(Records from a collection)
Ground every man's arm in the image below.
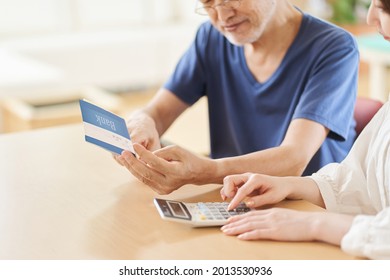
[119,119,328,194]
[127,88,188,151]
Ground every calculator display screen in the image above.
[168,201,188,218]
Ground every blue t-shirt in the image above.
[164,14,359,175]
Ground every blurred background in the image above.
[0,0,384,147]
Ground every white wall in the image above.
[0,0,205,97]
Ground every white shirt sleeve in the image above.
[311,102,390,259]
[341,207,390,260]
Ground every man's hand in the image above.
[117,143,213,194]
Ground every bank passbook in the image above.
[80,100,135,154]
[154,198,252,227]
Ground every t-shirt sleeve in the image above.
[293,33,359,141]
[164,22,212,105]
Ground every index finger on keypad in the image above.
[228,183,254,210]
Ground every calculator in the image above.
[154,198,252,227]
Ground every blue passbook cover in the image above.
[80,100,134,154]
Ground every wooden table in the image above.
[0,124,360,260]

» REQUIRED TASK: Copy the material from its first line through the line containing "[0,0,384,147]", including both ends. Leave the pictures out.

» EXPECTED OUTPUT:
Ground every man's arm in the image below.
[119,119,328,194]
[127,88,188,151]
Ground every calculator display screen in the image above.
[168,201,188,218]
Ground every blue t-shirt in the image above.
[164,14,359,175]
Ground every blurred background in the image above.
[0,0,384,147]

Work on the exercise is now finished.